* [Records for this task]
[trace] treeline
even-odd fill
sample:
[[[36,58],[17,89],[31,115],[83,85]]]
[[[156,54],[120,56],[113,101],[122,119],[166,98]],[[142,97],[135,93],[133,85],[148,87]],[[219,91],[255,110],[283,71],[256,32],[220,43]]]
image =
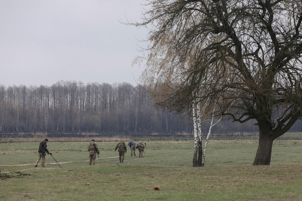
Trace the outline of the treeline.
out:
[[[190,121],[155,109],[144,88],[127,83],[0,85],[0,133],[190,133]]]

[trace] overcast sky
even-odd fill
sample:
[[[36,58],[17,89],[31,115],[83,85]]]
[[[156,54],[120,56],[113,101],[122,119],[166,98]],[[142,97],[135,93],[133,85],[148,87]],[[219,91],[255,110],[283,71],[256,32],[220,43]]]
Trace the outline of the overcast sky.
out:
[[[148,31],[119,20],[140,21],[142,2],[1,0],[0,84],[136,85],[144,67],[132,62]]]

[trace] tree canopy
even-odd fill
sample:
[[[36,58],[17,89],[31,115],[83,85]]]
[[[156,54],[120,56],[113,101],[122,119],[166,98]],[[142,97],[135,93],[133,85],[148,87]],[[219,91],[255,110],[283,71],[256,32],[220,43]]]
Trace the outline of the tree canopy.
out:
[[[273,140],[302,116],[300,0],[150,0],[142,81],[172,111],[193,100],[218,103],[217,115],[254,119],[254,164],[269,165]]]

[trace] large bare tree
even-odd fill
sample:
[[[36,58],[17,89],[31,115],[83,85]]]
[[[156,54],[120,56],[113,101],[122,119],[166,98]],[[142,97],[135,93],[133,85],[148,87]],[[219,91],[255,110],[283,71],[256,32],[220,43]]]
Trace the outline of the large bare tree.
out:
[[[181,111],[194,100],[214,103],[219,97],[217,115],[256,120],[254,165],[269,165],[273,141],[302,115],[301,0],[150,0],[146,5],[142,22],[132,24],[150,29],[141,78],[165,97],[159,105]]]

* [Requirements] Render all lines of the rows above as a Markdown table with the columns Index and Text, numbering each line and omitting blank lines. Leave the picture out of the table.

* [Answer in full]
| Index | Text |
|---|---|
| 1 | [trace] treeline |
| 2 | even-odd fill |
| 3 | sample: |
| 4 | [[[36,58],[17,89],[31,115],[83,85]]] |
| 5 | [[[156,54],[120,56],[113,101],[122,119],[166,98]],[[142,97],[135,93],[133,85],[148,87]],[[219,91],[255,110],[283,71],[256,32],[220,43]]] |
| 6 | image = |
| 7 | Trace the outline of the treeline. |
| 8 | out: |
| 9 | [[[190,121],[155,109],[144,88],[127,83],[0,85],[0,133],[190,133]]] |
| 10 | [trace] overcast sky |
| 11 | even-odd fill |
| 12 | sample: |
| 13 | [[[36,58],[17,89],[31,115],[83,85]]] |
| 14 | [[[156,54],[120,56],[113,101],[122,119],[166,98]],[[142,97],[135,93],[133,85],[148,87]],[[219,91],[255,110],[283,71],[256,32],[220,43]]] |
| 15 | Trace the outline of the overcast sky. |
| 16 | out: |
| 17 | [[[148,31],[119,20],[140,21],[142,2],[1,0],[0,84],[136,85],[144,67],[132,62]]] |
| 18 | [trace] tree canopy |
| 19 | even-odd fill |
| 20 | sample: |
| 21 | [[[36,58],[17,89],[31,115],[83,85]]] |
| 22 | [[[156,54],[120,56],[113,101],[122,119],[166,98]],[[142,97],[135,93],[133,85],[148,87]],[[219,91],[255,110],[283,71],[256,32],[220,43]]] |
| 23 | Trace the outline of the tree canopy. |
| 24 | out: |
| 25 | [[[273,140],[302,116],[300,0],[150,0],[142,81],[172,111],[193,100],[218,103],[217,115],[254,119],[254,164],[269,165]]] |
| 26 | [trace] large bare tree |
| 27 | even-odd fill |
| 28 | sample: |
| 29 | [[[36,58],[17,89],[31,115],[83,85]]] |
| 30 | [[[156,54],[120,56],[113,101],[122,119],[166,98]],[[142,97],[135,93],[133,85],[148,87]],[[219,91],[255,110],[283,71],[256,32],[220,43]]] |
| 31 | Trace the outline of the large bare tree. |
| 32 | out: |
| 33 | [[[181,111],[194,100],[214,103],[219,97],[217,115],[256,120],[254,165],[269,165],[273,141],[302,115],[301,0],[150,0],[146,5],[142,22],[132,24],[150,29],[141,78],[165,97],[159,105]]] |